> _DOCUMENT SECTION_
This was the week of Jan. 18-24 that was: Late in the afternoon that Wednesday, Sterling arrived home to find smoke billowing from the Avalon at Edgewater apartment building in Edgewater, N.J. When the flames began leaping from the structure, the spectacular fire could be seen across the Hudson River in Manhattan. The building burned to the ground. That same day in San Diego, pioneer sportscaster Jerry Gross, 81, succumbed to prostate cancer. How far does Gross go back? When the Major League Padres made their debut on April 8 1969, Gross was in the broadcast booth with Duke Snider and Frank Sims.

That Thursday, Grant was at the dentist's office when he began receiving frantic emergency calls from the police and his daughter, Alexis, notifying him about the horrific accident.

The old adage is that bad things usually come in threes. Not this time. Not that week. The game of baseball suddenly took a backseat to life's grim realities. It could have been much worse.

"Life goes on and I didn't get hurt," said Sterling. "Nobody got hurt. Isn't it amazing? I mean, that was some fire. That was 'The Towering Inferno,' that I'm sure you've seen. But this was real, this was reality."

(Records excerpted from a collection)
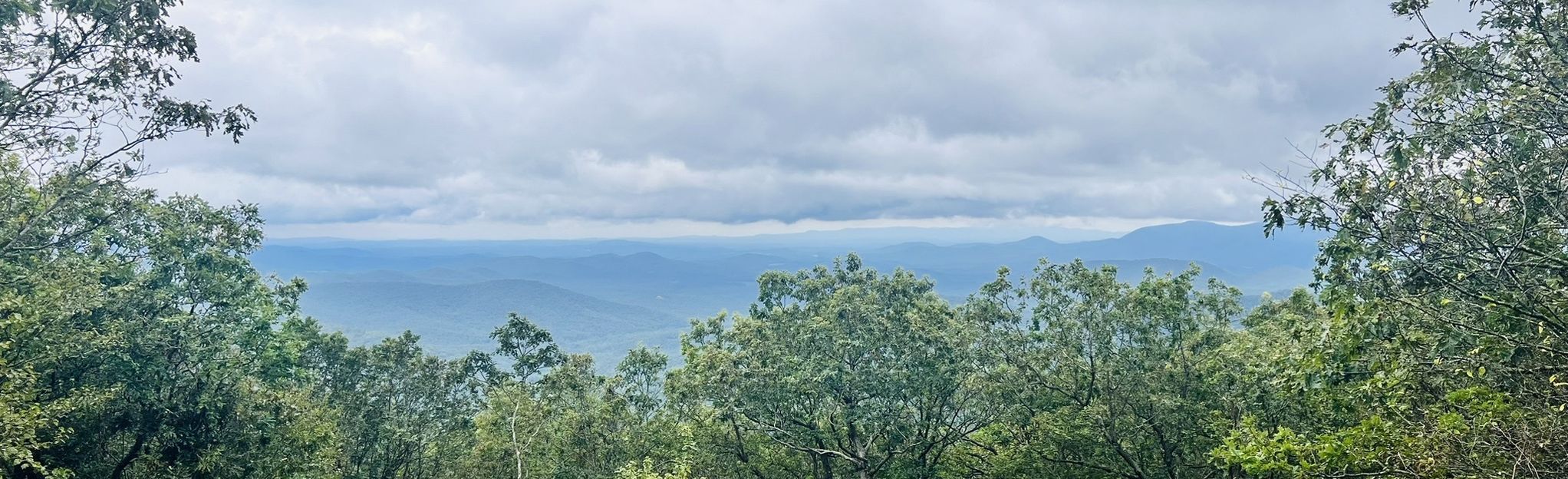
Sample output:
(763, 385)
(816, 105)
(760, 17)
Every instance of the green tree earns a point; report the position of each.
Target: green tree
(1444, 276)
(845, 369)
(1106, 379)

---

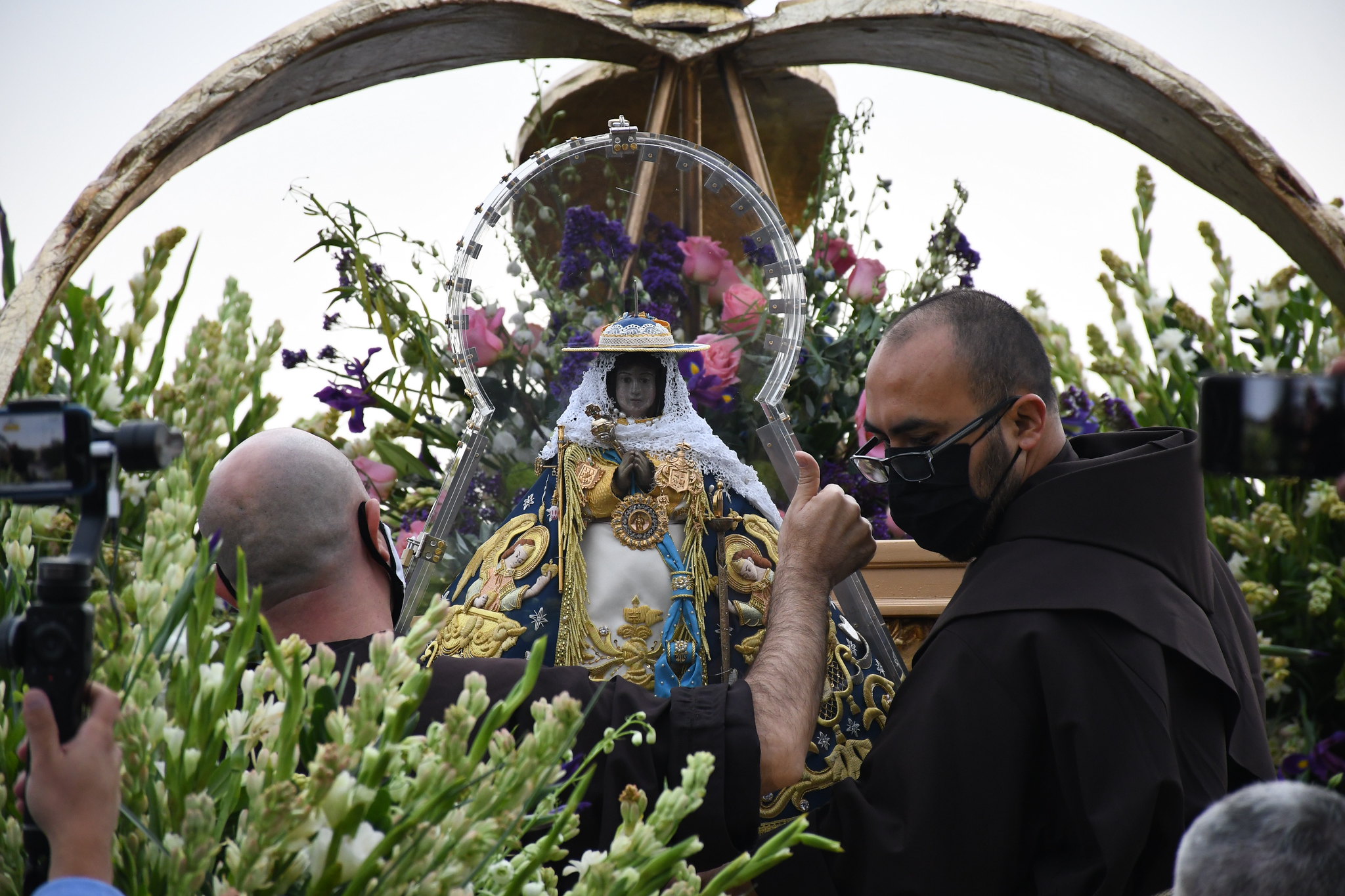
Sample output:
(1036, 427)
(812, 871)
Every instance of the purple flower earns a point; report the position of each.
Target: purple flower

==

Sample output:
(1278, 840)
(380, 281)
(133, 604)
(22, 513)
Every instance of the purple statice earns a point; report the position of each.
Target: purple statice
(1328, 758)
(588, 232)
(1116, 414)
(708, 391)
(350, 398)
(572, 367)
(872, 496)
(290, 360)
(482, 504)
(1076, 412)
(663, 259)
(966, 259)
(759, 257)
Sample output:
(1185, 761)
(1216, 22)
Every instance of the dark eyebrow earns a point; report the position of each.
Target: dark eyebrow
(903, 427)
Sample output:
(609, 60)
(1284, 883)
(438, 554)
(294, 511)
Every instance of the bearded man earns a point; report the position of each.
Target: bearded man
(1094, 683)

> _WORK TO COMPLETE_
(1) Using the excerpt about the week of Jan. 18-24, decide whether each statement agrees with it: (a) The Avalon at Edgewater apartment building burned to the ground. (b) Jerry Gross died of heart failure. (c) Grant was at home when the emergency calls began. Give yes or no for each, with the deciding words of the excerpt quoted.
(2) Quote the excerpt about the week of Jan. 18-24, everything from "That Thursday, Grant" down to "the horrific accident.".

> _ANSWERS BY TASK_
(1)
(a) Yes: "The building burned to the ground."
(b) No: "pioneer sportscaster Jerry Gross, 81, succumbed to prostate cancer."
(c) No: "Grant was at the dentist's office when he began receiving frantic emergency calls."

(2)
That Thursday, Grant was at the dentist's office when he began receiving frantic emergency calls from the police and his daughter, Alexis, notifying him about the horrific accident.